*The exercise:*
Present the lines from the one containing "of the polycarbonate" through the last of the lines as a numbered list, omitting blank lines.
____________
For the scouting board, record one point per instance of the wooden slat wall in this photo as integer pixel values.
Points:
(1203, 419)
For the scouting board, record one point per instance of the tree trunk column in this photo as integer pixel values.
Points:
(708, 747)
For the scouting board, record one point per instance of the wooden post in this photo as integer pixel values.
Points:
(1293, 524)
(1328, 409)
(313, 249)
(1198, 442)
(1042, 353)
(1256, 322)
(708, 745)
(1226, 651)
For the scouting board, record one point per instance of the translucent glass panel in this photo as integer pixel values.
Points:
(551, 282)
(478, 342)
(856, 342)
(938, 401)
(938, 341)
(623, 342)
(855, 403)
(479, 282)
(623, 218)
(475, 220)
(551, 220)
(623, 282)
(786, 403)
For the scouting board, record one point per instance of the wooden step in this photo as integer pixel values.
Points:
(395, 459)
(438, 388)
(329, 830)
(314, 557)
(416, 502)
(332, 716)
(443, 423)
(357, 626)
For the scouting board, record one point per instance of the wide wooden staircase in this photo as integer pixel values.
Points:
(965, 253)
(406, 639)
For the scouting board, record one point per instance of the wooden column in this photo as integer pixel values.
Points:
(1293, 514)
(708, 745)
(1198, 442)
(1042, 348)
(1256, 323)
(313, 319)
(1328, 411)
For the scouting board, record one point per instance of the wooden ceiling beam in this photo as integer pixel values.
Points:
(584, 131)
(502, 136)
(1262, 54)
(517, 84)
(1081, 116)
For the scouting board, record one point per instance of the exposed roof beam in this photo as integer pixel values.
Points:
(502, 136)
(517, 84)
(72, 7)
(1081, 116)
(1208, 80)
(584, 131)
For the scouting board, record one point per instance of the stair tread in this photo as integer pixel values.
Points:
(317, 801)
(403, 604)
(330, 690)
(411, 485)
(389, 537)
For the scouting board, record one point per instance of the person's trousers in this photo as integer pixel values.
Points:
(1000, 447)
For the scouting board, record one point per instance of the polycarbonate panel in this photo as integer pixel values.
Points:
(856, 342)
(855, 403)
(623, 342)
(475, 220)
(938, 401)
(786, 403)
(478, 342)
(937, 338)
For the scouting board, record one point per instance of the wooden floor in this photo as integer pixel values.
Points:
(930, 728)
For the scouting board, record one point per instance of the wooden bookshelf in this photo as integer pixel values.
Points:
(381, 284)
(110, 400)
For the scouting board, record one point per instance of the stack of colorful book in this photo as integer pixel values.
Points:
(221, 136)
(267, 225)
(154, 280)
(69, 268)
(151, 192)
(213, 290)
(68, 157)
____________
*Exercise solution:*
1. For the scouting board, record one point per instance of the polycarbonate panel in this photo as integer pixel values.
2. Points:
3. (856, 342)
4. (855, 403)
5. (623, 342)
6. (475, 220)
7. (938, 401)
8. (786, 403)
9. (478, 342)
10. (937, 338)
11. For the scouting board, record one point per instance of the wooden floor in this photo as integer pixel values.
12. Points:
13. (930, 728)
14. For the scouting board, record one point per instance of the wooden bookshelf in this photo as integer pixel values.
15. Points:
16. (381, 284)
17. (110, 400)
18. For the scouting board, record one point per instance of the stack of colorful book in this photo as integer pixel values.
19. Points:
20. (221, 136)
21. (267, 225)
22. (154, 280)
23. (69, 268)
24. (151, 192)
25. (213, 290)
26. (68, 157)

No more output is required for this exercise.